### What to produce
Starting at the beginning of the material and ending with the line that contains "positive clicks: (37, 280) (38, 331)", reproduce those lines with "clicks" replaced by "points" and everything else unchanged. Leave the pictures out.

═════ Records provided ═════

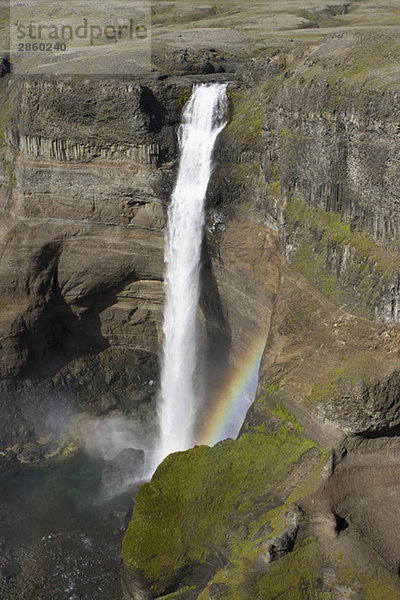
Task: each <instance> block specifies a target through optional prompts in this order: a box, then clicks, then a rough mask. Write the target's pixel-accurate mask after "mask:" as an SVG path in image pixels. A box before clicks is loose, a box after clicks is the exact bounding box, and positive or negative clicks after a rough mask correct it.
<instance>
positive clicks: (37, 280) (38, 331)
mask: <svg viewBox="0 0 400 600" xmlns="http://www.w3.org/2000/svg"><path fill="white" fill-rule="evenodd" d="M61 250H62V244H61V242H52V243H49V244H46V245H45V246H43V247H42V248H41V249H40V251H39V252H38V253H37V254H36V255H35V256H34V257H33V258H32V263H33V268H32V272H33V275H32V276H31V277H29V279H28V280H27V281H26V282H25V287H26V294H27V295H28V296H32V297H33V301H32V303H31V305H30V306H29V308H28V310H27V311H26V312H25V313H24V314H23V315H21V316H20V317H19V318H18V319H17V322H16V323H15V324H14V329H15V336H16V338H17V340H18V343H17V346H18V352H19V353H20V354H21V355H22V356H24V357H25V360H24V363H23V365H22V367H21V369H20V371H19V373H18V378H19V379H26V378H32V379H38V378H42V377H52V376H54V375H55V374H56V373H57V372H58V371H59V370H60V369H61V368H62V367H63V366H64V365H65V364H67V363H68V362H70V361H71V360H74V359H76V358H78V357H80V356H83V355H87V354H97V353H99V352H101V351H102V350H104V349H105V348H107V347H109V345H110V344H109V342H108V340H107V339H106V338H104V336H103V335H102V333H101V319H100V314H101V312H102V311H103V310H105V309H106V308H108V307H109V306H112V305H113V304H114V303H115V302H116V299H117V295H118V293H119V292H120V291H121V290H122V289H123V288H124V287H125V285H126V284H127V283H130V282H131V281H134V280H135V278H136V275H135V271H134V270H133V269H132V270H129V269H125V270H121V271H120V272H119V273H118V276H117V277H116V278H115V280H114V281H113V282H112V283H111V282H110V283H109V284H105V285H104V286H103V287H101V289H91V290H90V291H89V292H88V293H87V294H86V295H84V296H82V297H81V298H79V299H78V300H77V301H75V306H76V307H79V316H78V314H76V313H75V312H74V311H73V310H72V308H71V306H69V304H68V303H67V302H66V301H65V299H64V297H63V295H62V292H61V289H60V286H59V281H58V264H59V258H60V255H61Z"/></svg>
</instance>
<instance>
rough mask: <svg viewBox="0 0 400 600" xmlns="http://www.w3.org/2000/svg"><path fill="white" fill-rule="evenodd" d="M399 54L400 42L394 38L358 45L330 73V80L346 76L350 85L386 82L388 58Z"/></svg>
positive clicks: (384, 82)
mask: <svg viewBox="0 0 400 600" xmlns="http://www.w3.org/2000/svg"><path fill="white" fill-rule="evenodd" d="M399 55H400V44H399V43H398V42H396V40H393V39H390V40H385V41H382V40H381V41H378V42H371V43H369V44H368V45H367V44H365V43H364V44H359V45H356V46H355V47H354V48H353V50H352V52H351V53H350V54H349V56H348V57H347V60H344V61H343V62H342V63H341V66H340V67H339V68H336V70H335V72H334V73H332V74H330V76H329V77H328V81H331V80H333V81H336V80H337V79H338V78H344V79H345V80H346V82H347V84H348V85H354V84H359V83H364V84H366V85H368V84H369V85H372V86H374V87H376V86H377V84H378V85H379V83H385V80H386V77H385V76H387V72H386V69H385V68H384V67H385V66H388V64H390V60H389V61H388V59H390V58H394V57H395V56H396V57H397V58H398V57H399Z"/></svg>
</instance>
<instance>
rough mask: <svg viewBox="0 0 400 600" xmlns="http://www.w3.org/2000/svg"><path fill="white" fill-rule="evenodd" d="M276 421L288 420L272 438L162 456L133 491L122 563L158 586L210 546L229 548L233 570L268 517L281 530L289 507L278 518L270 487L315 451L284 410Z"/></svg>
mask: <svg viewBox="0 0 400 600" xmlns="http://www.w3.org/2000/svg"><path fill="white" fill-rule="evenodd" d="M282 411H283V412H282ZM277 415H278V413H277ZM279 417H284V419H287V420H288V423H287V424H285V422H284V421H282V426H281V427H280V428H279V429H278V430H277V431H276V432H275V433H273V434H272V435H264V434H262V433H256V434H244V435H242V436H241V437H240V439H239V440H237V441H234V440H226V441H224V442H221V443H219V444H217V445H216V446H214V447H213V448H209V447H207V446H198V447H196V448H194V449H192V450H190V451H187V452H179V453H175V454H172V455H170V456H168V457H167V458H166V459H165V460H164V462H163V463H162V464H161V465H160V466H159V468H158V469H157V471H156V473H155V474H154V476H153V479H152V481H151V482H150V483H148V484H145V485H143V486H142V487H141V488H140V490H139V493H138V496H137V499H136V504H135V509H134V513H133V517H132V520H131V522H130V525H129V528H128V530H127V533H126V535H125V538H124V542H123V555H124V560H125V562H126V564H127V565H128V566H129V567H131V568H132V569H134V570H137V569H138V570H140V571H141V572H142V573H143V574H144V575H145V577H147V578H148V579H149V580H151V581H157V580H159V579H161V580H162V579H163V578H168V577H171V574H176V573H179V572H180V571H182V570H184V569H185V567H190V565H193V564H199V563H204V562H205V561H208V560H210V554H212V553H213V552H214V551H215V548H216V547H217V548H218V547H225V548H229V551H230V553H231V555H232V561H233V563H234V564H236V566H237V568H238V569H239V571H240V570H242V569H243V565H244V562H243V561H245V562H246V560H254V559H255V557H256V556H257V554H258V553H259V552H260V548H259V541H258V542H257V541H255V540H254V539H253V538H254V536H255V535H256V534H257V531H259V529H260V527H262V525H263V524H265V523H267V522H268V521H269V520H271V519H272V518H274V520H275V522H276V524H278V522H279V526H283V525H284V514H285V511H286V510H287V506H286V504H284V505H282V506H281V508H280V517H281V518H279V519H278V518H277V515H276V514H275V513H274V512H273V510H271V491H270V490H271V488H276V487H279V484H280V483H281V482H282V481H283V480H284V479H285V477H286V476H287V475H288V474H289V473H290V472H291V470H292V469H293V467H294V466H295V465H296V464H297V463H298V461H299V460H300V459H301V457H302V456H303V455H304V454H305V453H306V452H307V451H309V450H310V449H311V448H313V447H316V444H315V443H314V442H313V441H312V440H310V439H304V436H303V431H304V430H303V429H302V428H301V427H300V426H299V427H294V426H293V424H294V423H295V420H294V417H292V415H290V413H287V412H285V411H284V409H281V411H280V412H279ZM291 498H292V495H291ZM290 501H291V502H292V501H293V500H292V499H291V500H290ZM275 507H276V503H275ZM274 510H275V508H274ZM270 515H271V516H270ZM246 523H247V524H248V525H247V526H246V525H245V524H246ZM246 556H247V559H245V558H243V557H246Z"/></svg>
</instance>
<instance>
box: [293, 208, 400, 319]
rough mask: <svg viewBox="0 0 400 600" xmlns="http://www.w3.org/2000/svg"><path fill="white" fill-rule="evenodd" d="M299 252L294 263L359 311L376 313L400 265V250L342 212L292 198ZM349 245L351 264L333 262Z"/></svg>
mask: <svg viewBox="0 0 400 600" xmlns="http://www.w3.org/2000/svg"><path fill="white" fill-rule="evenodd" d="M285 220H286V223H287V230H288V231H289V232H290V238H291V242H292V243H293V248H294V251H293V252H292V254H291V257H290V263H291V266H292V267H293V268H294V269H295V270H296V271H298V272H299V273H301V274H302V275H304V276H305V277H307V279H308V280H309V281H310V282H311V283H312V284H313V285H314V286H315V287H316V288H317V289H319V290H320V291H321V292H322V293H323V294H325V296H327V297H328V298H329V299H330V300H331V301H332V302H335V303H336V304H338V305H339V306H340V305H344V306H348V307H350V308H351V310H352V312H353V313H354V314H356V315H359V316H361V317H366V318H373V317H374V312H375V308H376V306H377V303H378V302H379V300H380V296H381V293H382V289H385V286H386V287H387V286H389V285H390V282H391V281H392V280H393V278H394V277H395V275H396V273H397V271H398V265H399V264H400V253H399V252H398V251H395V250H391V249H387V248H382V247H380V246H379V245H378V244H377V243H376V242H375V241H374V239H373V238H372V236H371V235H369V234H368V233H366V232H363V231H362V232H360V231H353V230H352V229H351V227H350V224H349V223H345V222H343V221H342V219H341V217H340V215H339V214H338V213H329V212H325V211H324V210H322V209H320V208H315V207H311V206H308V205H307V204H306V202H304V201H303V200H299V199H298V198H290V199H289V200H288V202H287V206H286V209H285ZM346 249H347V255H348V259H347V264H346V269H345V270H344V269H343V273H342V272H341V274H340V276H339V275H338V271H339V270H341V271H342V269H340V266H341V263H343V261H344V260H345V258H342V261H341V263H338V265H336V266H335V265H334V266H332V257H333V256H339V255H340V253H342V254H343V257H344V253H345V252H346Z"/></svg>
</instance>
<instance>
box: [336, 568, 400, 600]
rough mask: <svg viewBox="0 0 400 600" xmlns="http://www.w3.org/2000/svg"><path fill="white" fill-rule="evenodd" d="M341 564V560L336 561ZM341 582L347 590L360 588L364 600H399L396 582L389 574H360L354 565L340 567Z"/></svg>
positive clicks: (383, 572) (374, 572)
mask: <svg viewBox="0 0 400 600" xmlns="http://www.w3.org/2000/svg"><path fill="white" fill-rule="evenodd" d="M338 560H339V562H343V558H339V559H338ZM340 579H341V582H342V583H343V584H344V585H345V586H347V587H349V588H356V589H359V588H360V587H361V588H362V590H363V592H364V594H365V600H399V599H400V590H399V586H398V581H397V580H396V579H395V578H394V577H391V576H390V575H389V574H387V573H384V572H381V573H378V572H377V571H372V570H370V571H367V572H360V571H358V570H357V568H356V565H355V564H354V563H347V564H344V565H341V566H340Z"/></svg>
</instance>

═════

### Result of the exercise
Task: each <instance> block specifies a target through optional prompts in this order: a box, then points, then a rough mask. Write the target's pixel-accurate mask after "mask:" as an SVG path in image pixels. A box before points is loose, a box after points is the exact bounding box, and positive or negative points after a rough mask correct it.
<instance>
positive points: (37, 280) (38, 331)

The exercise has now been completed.